§ DATA FOR THIS TASK:
____________________

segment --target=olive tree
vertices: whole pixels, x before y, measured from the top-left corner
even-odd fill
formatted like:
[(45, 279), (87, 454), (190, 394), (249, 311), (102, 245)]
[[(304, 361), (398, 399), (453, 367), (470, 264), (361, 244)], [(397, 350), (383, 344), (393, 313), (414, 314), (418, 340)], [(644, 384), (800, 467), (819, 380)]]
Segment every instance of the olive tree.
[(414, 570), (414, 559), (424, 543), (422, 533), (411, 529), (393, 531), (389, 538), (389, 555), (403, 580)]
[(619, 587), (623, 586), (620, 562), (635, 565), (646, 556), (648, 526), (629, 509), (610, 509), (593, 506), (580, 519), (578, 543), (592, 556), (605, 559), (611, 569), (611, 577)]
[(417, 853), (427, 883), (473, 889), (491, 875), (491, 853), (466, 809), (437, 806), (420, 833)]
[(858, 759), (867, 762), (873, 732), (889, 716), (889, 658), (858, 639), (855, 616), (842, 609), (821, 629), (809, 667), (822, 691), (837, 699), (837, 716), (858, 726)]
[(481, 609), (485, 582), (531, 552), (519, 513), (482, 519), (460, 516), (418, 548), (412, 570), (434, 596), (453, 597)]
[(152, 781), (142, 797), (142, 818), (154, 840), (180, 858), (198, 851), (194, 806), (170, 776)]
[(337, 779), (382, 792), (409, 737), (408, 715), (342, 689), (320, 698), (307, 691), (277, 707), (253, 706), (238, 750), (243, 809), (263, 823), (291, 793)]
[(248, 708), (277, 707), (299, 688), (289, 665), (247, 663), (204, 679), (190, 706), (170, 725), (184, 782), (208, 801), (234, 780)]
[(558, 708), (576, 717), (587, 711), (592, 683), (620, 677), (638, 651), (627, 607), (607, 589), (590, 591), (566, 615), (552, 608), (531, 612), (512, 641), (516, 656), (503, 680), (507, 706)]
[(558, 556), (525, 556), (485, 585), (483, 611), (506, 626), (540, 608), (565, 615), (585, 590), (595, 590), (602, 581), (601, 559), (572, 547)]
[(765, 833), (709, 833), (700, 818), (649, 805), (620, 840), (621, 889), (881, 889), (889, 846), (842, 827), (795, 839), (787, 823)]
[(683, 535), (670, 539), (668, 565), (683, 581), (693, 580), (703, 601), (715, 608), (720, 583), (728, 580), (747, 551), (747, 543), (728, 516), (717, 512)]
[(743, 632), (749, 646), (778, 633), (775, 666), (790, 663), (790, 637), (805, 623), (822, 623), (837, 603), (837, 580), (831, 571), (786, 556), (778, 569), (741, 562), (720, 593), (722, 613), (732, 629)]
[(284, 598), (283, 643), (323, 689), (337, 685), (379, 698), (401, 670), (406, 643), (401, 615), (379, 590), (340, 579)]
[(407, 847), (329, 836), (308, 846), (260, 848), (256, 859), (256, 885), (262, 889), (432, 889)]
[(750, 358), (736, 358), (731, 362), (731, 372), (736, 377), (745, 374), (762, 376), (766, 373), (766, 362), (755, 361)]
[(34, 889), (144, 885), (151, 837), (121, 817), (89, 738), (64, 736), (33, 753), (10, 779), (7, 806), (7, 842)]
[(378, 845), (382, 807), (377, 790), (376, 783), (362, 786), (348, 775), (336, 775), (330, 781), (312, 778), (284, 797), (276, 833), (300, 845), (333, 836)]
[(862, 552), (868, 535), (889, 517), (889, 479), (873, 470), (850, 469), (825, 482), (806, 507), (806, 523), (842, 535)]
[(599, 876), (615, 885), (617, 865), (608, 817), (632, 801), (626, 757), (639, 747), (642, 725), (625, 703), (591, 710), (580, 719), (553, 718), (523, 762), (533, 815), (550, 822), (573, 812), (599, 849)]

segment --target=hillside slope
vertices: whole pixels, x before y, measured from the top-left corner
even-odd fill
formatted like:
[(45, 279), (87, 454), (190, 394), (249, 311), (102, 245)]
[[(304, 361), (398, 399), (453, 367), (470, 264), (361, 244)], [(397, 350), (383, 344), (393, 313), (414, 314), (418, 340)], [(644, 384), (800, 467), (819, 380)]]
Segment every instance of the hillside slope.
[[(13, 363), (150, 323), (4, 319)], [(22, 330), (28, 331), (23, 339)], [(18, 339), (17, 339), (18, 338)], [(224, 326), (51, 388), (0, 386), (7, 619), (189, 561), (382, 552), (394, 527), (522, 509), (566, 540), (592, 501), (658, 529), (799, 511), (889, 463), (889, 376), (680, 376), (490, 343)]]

____________________

§ THE EXERCISE: Copy every line above verbatim, changing nothing.

§ COMPLETED TASK:
segment --target=olive tree
vertices: whole pixels, x before y, measured from the top-left corner
even-odd fill
formatted like:
[(45, 279), (87, 454), (190, 394), (249, 311), (102, 245)]
[[(304, 361), (398, 399), (453, 367), (470, 264), (361, 244)], [(397, 350), (383, 344), (393, 313), (414, 314), (418, 340)], [(644, 384), (800, 467), (819, 380)]]
Segment every instance of the olive tree.
[(414, 570), (414, 559), (424, 543), (422, 533), (411, 529), (393, 531), (389, 538), (389, 555), (403, 580)]
[(619, 587), (623, 586), (620, 562), (635, 565), (646, 556), (648, 526), (629, 509), (610, 509), (593, 506), (580, 519), (578, 543), (592, 556), (605, 559), (611, 569), (611, 577)]
[(417, 853), (427, 883), (473, 889), (491, 875), (491, 853), (466, 809), (437, 806), (420, 833)]
[(858, 759), (867, 762), (873, 732), (889, 716), (889, 658), (858, 639), (855, 616), (842, 609), (821, 629), (809, 667), (822, 691), (837, 699), (837, 716), (858, 726)]
[(481, 609), (485, 582), (531, 552), (519, 513), (482, 519), (460, 516), (418, 548), (412, 570), (434, 596), (453, 597)]
[(152, 781), (142, 797), (142, 818), (154, 840), (180, 858), (198, 851), (194, 806), (170, 776)]
[(337, 779), (382, 792), (409, 737), (408, 715), (342, 689), (320, 698), (307, 691), (277, 707), (253, 706), (238, 750), (243, 809), (263, 823), (291, 793)]
[(248, 708), (277, 707), (299, 688), (289, 665), (247, 663), (204, 679), (190, 706), (170, 725), (184, 782), (208, 801), (234, 780)]
[(558, 708), (576, 717), (587, 711), (592, 683), (620, 677), (638, 651), (627, 607), (607, 589), (590, 591), (566, 615), (552, 608), (531, 612), (512, 641), (516, 656), (503, 680), (507, 706)]
[(558, 556), (525, 556), (485, 585), (483, 611), (506, 626), (540, 608), (565, 615), (585, 590), (595, 590), (602, 581), (601, 559), (572, 547)]
[(765, 833), (709, 833), (700, 818), (649, 805), (620, 840), (621, 889), (881, 889), (889, 846), (842, 827), (795, 839), (787, 823)]
[(683, 535), (670, 539), (668, 565), (683, 581), (693, 580), (703, 601), (715, 608), (720, 583), (728, 580), (747, 551), (747, 543), (728, 516), (717, 512)]
[(743, 632), (749, 646), (778, 633), (775, 666), (790, 663), (790, 637), (805, 623), (822, 623), (837, 603), (837, 580), (831, 571), (786, 556), (778, 569), (741, 562), (720, 593), (722, 613), (732, 629)]
[(284, 598), (283, 643), (323, 689), (337, 685), (379, 698), (401, 670), (406, 643), (401, 615), (379, 590), (340, 579)]
[(407, 847), (329, 836), (308, 846), (260, 848), (256, 859), (256, 885), (262, 889), (432, 889)]
[(750, 358), (736, 358), (731, 362), (731, 372), (736, 377), (745, 374), (762, 376), (766, 373), (766, 362), (755, 361)]
[(34, 889), (144, 885), (151, 837), (121, 817), (89, 738), (64, 736), (33, 753), (10, 779), (7, 806), (7, 842)]
[(378, 845), (382, 807), (377, 790), (376, 783), (362, 786), (348, 775), (336, 775), (330, 781), (312, 778), (284, 797), (276, 833), (300, 845), (333, 836)]
[(862, 552), (868, 535), (889, 517), (889, 479), (873, 470), (850, 469), (825, 482), (806, 507), (806, 523), (842, 535)]
[(599, 876), (615, 885), (617, 865), (608, 817), (632, 801), (626, 757), (639, 747), (642, 725), (625, 703), (591, 710), (580, 719), (553, 718), (523, 762), (533, 815), (550, 822), (573, 812), (599, 849)]

segment --target=hillside slope
vertices: whole pixels, x before y, measured from the top-left corner
even-odd fill
formatted like:
[(45, 279), (87, 454), (190, 394), (249, 311), (102, 245)]
[[(304, 361), (398, 399), (453, 367), (470, 264), (361, 244)], [(397, 350), (383, 344), (393, 313), (414, 314), (418, 340)], [(644, 384), (800, 467), (819, 380)]]
Segment every instance of the hillside slope.
[[(13, 363), (150, 323), (4, 319)], [(22, 330), (28, 331), (23, 339)], [(18, 339), (17, 339), (18, 338)], [(224, 326), (51, 388), (0, 386), (7, 619), (189, 561), (382, 552), (394, 527), (522, 509), (566, 540), (592, 501), (658, 529), (799, 511), (889, 463), (889, 376), (680, 376), (490, 343)]]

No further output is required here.